■ WRITTEN REQUEST 1: According to the blog excerpt, why is the Rainbow Bridge called that?
■ WRITTEN REQUEST 2: Quote the blog excerpt from "They play all" to "to be seperated.".
■ WRITTEN REQUEST 3: Decide whether each statement agrees with the blog excerpt, answering yes or no and quoting the deciding words: (a) Old and frail animals become young again in the land near the bridge. (b) Bret wants a cake for his birthday. (c) Rowdy died of lead poisoning before Kenny did.

■ SUPPLIED PASSAGE:
....

It is called the Rainbow Bridge because of its many colors.
Just this side of the Rainbow Bridge there is a land of
meadows, hills and valleys with lush green grass.
When a beloved pet dies, the pet goes to this place.
There is always food and water and warm spring weather.
The old and frail animals are made young again.
They play all day with each other.
There is only one thing missing. They are not with their special
person who loved them on Earth.
So each day they run and play until the day comes when one
suddenly stops playing and looks up!
The nose twitches!The ears are up! The eyes are staring!
And this one runs from the group!
You have been seen, and when you and your special friend meet,
you take him or her in your arms and embrace.
Your face is kissed again and again and you look once more
into the eyes of your trusting pet.
Then you cross over the Rainbow Bridge together,
never again to be seperated.
I do not know who wrote this piece and it does not come with anything other than the words. And I think that is fitting, because any one who has ever lost a pet can feel this in their heart. While I have set her copying this, I have been remembering the pets I have lost. Some of them have already left the meadow with Kenny, but I know some will be waiting for me!
The only one I am not sure about is that Rowdy Bird. That was Kenny's Indian Ring Neck Blue Parrot. Rowdy died of lead poisoning a couple years after Kenny, but since he could fly I think Kenny probably went back to the meadow with Chile Dog and Sysnck and Rowdy flew on over. At least I think so.

Friday, December 18, 2009

My baby is eighteen today!


I shall wear this shirt today, because I have reached another milestone in my journey to the grave. Today the little Bret who I did not give birth to, but have none the less raised to adulthood, turns 18!
He has been very responsible pending this rite of manhood. He opened a checking account with his paycheck and put money in his savings. Gave me a check for what he owes me to date, plus January's car payment. He is planning on a cookout at the park in Pueblo West, and then will go to John's house and spend the night. He will go in to work about noon tomorrow. All sounds good on paper, huh?
He did come upstairs and kiss me on top of the head before going in to shower. At least he acknowledged that I am here. He does not want a cake. Monies should be paid on his car payment.

....

■ EXTRACTED RECORDS:
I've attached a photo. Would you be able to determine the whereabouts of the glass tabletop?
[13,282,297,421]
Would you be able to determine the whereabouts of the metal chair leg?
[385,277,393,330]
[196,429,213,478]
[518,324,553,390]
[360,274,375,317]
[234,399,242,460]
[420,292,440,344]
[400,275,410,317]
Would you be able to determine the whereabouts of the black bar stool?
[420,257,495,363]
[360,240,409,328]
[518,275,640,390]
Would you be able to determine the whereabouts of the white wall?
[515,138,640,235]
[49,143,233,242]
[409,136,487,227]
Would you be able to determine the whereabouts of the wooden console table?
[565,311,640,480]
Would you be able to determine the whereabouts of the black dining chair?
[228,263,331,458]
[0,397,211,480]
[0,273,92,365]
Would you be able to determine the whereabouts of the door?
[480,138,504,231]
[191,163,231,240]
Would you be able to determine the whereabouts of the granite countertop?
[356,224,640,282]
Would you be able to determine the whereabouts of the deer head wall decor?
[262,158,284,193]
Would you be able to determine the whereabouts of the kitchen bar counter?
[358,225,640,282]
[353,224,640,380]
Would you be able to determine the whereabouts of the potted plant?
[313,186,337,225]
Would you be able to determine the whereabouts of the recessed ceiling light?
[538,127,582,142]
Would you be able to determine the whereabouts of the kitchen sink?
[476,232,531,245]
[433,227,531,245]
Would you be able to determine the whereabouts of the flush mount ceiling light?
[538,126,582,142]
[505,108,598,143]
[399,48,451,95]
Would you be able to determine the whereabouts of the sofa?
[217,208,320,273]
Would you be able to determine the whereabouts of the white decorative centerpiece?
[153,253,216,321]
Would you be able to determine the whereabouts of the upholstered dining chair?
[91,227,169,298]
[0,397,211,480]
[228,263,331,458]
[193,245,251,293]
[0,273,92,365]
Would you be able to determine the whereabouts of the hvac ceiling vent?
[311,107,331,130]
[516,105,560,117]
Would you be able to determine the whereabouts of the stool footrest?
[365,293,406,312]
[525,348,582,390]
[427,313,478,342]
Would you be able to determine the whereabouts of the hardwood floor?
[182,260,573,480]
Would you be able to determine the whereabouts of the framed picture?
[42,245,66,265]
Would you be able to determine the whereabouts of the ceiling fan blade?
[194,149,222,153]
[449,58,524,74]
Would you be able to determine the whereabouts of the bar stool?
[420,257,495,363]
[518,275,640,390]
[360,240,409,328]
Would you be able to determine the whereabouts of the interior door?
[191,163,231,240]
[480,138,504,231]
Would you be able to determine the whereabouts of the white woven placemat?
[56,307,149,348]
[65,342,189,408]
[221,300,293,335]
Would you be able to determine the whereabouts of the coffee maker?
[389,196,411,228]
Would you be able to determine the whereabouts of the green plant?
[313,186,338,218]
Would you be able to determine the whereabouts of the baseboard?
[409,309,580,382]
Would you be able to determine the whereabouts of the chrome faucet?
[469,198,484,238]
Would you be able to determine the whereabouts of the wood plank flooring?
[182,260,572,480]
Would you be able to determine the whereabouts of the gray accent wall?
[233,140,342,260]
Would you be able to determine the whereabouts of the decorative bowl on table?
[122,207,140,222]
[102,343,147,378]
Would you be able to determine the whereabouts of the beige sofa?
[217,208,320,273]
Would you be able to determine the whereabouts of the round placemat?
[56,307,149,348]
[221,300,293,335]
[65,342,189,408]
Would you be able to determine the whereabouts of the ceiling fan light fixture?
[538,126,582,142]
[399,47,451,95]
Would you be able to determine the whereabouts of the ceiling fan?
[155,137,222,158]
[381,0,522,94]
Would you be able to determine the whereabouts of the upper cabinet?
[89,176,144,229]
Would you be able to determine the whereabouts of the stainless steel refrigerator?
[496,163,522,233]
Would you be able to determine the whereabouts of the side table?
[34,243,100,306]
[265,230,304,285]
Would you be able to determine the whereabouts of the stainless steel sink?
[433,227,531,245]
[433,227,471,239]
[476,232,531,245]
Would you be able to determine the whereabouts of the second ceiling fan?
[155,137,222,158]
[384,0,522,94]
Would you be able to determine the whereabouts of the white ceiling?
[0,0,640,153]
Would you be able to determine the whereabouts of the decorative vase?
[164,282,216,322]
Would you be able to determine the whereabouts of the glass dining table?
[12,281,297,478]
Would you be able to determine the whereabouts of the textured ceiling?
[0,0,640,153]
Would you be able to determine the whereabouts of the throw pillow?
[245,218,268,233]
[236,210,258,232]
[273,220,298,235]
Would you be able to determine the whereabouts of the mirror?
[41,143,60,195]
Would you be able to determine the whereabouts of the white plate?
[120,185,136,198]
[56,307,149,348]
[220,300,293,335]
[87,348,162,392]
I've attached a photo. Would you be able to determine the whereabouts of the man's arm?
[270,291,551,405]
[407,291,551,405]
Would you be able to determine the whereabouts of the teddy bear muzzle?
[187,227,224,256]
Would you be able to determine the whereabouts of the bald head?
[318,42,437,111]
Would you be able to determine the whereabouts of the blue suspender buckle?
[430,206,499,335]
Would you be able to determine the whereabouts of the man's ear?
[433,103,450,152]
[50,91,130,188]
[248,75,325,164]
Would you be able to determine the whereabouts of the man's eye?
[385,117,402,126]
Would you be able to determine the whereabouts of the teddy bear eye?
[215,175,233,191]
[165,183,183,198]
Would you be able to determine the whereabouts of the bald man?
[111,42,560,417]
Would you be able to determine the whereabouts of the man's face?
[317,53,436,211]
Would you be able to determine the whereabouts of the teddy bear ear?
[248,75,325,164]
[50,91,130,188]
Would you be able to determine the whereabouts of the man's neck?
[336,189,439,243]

....

■ COMPLETE RESPONSE 1: It is called that because of its many colors.

■ COMPLETE RESPONSE 2:
They play all day with each other.
There is only one thing missing. They are not with their special
person who loved them on Earth.
So each day they run and play until the day comes when one
suddenly stops playing and looks up!
The nose twitches!The ears are up! The eyes are staring!
And this one runs from the group!
You have been seen, and when you and your special friend meet,
you take him or her in your arms and embrace.
Your face is kissed again and again and you look once more
into the eyes of your trusting pet.
Then you cross over the Rainbow Bridge together,
never again to be seperated.

■ COMPLETE RESPONSE 3:
(a) Yes: "The old and frail animals are made young again."
(b) No: "He does not want a cake."
(c) No: "Rowdy died of lead poisoning a couple years after Kenny"